Reproduce exactly the lines below from the one containing "Phrase -- tiled fireplace surround" through the one containing "Phrase -- recessed ceiling light", including both, and nothing else.

══ Excerpted data

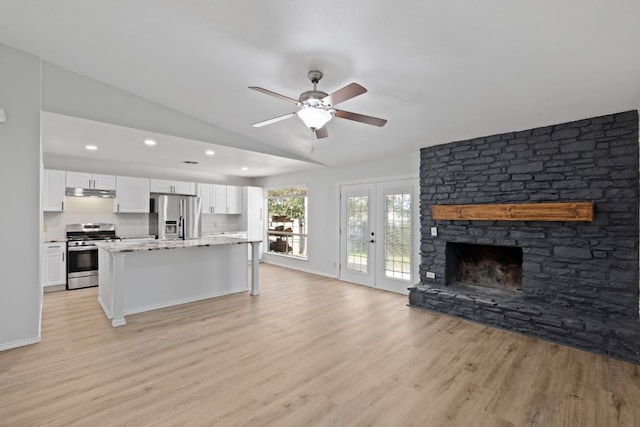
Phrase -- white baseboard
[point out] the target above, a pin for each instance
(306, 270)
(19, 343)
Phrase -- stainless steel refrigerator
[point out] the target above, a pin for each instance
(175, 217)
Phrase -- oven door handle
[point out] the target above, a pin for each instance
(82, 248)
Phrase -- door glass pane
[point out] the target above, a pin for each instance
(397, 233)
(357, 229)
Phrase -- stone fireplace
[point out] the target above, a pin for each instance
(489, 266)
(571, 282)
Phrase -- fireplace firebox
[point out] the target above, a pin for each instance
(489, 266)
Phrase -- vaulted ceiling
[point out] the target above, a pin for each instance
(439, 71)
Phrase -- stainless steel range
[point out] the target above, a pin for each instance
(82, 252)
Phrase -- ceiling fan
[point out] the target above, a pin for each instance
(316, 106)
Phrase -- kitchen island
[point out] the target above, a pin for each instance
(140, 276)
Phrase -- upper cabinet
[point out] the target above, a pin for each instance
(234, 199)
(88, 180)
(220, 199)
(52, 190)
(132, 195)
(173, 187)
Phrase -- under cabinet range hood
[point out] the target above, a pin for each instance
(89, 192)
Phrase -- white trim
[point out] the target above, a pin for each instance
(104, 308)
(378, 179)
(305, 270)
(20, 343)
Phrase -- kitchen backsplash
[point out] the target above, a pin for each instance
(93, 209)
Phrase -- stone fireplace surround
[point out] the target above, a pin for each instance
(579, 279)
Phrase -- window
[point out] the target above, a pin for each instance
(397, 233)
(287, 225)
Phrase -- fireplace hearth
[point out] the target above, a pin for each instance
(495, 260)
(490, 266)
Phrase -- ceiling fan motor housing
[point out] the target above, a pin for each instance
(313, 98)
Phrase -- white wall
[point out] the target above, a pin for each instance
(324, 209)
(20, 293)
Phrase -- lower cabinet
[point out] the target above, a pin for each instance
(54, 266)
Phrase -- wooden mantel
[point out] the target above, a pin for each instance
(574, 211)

════
══ Excerpted data

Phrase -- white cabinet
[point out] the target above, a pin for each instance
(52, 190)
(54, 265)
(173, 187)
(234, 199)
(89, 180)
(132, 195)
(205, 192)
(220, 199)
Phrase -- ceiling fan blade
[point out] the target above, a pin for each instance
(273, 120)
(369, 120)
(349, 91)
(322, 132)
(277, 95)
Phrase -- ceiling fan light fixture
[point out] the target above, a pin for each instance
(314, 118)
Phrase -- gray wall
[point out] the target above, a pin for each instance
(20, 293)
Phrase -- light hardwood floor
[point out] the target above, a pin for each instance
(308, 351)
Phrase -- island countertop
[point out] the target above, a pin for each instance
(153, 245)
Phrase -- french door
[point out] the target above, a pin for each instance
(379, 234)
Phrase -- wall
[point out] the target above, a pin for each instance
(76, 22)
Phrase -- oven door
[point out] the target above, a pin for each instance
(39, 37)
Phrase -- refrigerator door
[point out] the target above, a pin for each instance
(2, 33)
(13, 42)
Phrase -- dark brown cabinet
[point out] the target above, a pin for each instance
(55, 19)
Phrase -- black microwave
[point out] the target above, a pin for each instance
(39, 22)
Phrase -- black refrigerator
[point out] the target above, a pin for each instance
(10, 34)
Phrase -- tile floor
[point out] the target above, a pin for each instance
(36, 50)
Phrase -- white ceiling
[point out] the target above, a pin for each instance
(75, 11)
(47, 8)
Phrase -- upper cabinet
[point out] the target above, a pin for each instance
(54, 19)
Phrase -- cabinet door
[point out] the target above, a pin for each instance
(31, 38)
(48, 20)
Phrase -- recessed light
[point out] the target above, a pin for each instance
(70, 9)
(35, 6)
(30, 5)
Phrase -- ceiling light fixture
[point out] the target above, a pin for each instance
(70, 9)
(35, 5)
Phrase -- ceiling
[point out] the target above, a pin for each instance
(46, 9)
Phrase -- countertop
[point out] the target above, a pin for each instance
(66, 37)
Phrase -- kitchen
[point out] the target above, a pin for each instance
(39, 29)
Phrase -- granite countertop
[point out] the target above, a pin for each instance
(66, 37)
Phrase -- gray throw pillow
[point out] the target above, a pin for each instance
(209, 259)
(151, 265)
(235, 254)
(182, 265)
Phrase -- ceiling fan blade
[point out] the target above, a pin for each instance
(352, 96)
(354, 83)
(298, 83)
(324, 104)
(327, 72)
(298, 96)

════
══ Excerpted data

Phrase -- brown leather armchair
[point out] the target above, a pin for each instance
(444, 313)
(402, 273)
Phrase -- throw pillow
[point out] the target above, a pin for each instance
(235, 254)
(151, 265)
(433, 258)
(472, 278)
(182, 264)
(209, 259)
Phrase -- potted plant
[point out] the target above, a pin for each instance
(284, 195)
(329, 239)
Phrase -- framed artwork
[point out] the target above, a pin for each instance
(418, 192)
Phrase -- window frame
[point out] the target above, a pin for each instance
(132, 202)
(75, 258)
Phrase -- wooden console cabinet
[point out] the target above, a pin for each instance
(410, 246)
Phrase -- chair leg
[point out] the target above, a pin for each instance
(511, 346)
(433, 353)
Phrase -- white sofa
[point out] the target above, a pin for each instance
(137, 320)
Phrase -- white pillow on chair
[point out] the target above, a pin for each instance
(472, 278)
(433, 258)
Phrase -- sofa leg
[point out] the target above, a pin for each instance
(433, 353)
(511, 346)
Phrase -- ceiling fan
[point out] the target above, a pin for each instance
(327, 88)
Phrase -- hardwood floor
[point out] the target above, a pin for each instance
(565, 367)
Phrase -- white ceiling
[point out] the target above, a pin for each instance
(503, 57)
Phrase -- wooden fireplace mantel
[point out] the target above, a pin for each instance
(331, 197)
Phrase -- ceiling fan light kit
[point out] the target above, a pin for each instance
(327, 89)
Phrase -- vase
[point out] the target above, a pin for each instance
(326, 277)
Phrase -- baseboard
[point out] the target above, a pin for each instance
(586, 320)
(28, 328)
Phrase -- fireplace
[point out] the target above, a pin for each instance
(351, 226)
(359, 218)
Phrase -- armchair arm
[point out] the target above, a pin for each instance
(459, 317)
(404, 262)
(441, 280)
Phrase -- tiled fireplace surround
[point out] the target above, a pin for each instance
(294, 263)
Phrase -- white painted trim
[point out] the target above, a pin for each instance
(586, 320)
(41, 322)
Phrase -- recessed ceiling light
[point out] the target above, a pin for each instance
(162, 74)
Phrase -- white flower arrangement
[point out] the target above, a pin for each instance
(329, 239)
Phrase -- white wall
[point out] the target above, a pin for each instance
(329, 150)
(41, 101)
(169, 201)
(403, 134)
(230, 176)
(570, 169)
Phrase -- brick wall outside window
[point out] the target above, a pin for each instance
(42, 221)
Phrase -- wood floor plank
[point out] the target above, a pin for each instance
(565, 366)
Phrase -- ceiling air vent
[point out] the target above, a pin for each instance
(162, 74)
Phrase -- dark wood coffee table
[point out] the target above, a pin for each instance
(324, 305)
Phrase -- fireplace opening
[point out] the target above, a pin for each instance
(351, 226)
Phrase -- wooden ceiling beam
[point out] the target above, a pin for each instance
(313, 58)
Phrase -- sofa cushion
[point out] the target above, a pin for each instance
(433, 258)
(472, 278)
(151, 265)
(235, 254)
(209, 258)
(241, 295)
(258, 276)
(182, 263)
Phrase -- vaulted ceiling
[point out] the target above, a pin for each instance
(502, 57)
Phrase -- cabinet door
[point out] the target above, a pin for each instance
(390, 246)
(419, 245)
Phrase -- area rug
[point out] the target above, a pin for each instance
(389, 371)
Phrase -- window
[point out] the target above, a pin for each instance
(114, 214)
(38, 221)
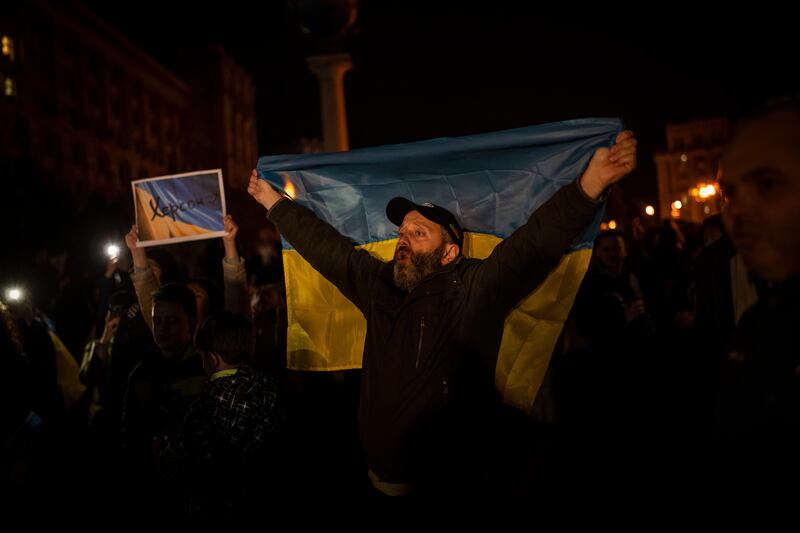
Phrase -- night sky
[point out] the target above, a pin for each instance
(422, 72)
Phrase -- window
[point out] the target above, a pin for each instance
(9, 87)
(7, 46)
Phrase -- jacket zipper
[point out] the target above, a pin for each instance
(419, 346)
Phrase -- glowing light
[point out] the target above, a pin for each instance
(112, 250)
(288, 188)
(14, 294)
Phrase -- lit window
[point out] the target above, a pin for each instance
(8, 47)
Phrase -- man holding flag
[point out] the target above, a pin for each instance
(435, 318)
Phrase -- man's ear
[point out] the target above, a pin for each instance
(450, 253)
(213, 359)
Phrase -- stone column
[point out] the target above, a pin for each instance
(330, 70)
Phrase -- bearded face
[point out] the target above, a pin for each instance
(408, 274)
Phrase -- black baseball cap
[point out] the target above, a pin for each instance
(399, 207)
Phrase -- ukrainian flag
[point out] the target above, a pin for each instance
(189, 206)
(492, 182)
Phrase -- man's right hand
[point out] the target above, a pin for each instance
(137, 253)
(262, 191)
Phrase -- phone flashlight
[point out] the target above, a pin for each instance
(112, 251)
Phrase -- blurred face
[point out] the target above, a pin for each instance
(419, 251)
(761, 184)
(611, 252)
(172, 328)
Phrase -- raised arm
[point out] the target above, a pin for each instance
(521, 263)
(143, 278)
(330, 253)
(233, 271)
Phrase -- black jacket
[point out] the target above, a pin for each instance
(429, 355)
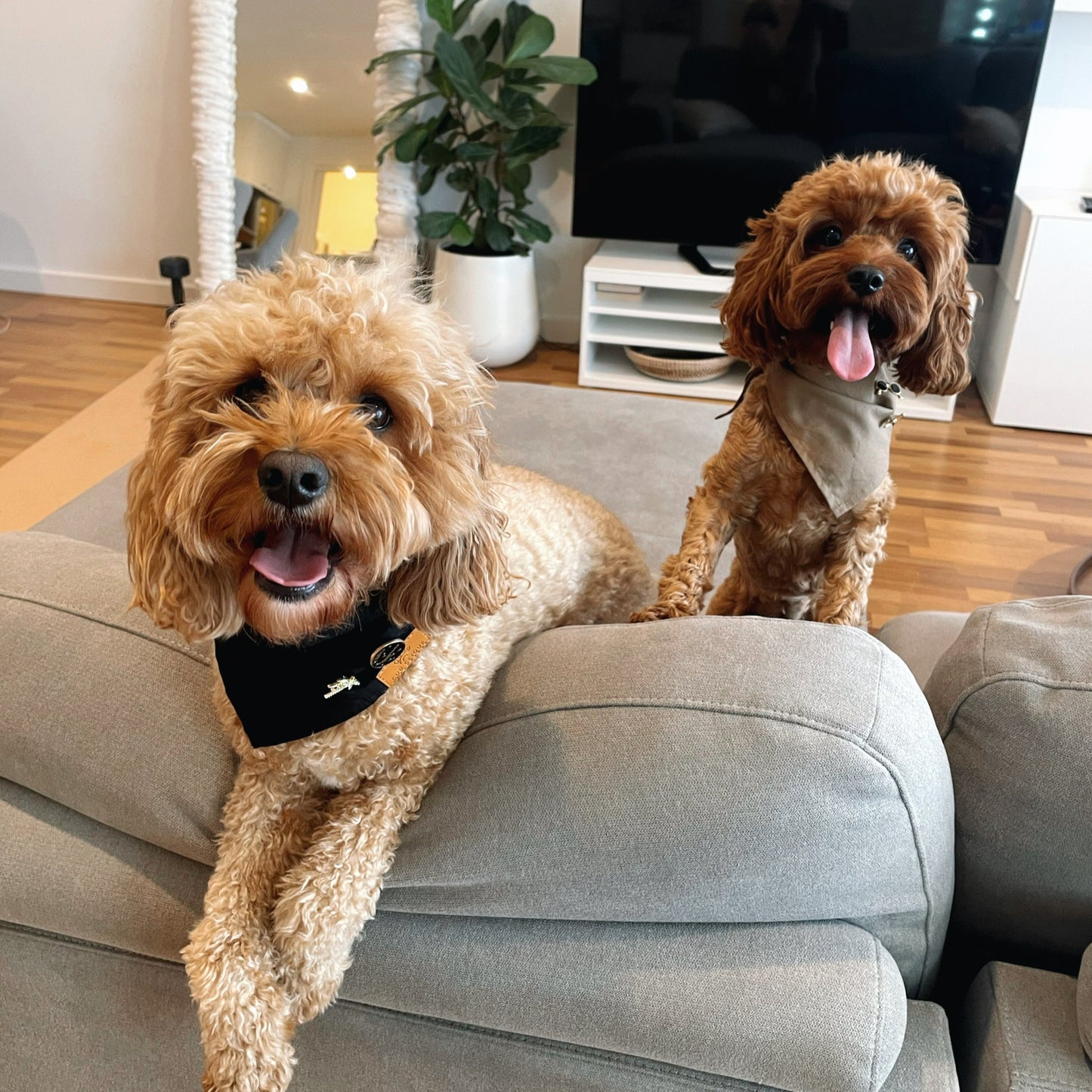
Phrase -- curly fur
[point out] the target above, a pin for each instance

════

Answer below =>
Phrase -- tiled fireplace surround
[point out] the target above, a pin for each instance
(294, 263)
Phrase -- white painted trim
[point out] the target above, a pin for each instance
(586, 320)
(41, 322)
Phrase -- recessed ceiling light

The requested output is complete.